*Instructions for the task:* Can you output every line of the records below verbatim, leaving out the pictures?

*Stored records:*
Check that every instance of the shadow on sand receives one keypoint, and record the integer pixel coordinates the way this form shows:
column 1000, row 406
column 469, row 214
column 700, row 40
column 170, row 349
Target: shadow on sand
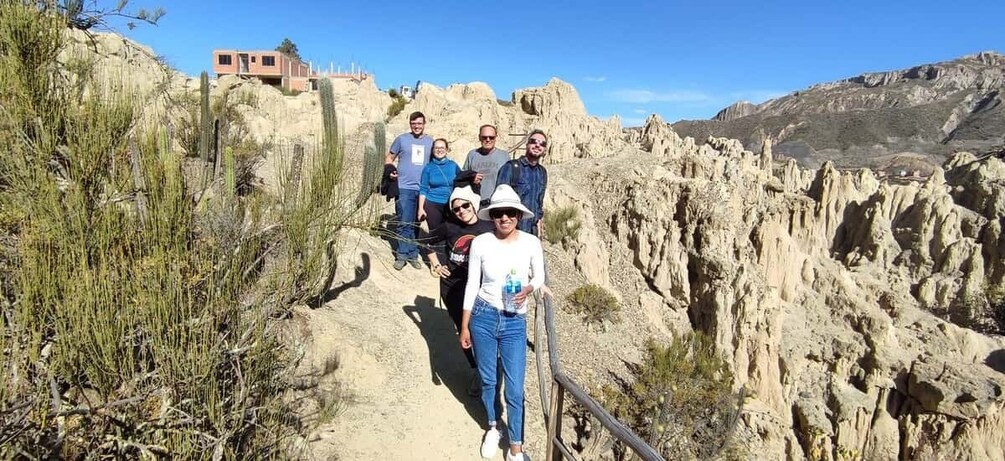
column 447, row 365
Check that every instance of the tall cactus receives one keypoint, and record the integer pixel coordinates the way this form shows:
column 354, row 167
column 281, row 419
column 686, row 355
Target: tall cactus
column 332, row 146
column 372, row 162
column 327, row 183
column 229, row 175
column 205, row 123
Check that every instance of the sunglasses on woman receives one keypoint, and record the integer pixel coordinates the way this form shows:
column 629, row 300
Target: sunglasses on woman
column 500, row 212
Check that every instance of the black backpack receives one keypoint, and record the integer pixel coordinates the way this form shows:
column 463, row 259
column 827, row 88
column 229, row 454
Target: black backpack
column 518, row 169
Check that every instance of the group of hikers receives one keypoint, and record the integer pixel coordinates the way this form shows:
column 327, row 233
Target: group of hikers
column 484, row 224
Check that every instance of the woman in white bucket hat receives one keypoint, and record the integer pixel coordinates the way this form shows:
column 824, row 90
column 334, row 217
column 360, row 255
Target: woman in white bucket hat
column 494, row 322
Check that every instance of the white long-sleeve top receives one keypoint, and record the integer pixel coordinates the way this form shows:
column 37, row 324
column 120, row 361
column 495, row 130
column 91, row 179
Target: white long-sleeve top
column 490, row 260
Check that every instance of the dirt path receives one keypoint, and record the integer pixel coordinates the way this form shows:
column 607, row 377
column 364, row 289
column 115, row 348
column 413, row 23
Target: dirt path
column 402, row 366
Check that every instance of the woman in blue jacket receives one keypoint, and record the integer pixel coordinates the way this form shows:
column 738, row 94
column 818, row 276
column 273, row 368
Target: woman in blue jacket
column 435, row 186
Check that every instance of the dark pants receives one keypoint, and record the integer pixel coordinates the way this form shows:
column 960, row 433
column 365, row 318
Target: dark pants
column 435, row 215
column 405, row 212
column 453, row 298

*Task result:*
Check that every instance of the shadow on sand receives one keypoint, and record the integer pixel coordinates the way this form shows:
column 1000, row 406
column 469, row 214
column 700, row 40
column 170, row 349
Target: shadow on sand
column 447, row 365
Check that every instance of the tall cactus receives one keypoint, and record the integer pixel coordinates the way this form shows:
column 354, row 167
column 281, row 419
column 686, row 355
Target: tall cactus
column 332, row 146
column 372, row 162
column 327, row 183
column 229, row 175
column 205, row 123
Check that every instance of the sunglasses on woman receives one keypoint, and record the integer pixel coordinates the way this form shows:
column 629, row 300
Target: sunglasses on woman
column 500, row 212
Check that every instance of the black backpack receives one keypoint, and record the integer pixel coordinates the way this form shows:
column 463, row 259
column 827, row 88
column 229, row 454
Target: black backpack
column 518, row 169
Check that every instance of the group of hikers receives one keypoint, and record the integer pixel coordinates the way this form shows:
column 327, row 233
Target: group of hikers
column 484, row 224
Check that every instance of the woman in white bucket hat receives one keypoint, and record the integer pixel coordinates the way this form shows:
column 824, row 90
column 334, row 217
column 360, row 255
Target: woman in white bucket hat
column 494, row 322
Check that every instance of the white long-sleeve top receives one keypoint, and record the integer pixel coordinates the way this form shows:
column 37, row 324
column 120, row 361
column 495, row 130
column 91, row 179
Target: white long-sleeve top
column 490, row 260
Check that every instance of the dirt path receives one keypoint, and record the integer pixel coordinates the way this form shows:
column 607, row 377
column 364, row 289
column 115, row 348
column 413, row 23
Target: dirt path
column 402, row 366
Check that every instance of the woman in blue jacket receives one keypoint, and record the integer pixel coordinates the way this form shows:
column 738, row 94
column 818, row 276
column 273, row 368
Target: woman in blue jacket
column 435, row 186
Check that every instance of the dark pants receives one keypoint, and record the integer pixel coordinates the way this form shows:
column 960, row 433
column 365, row 318
Target: dark pants
column 435, row 215
column 405, row 212
column 453, row 298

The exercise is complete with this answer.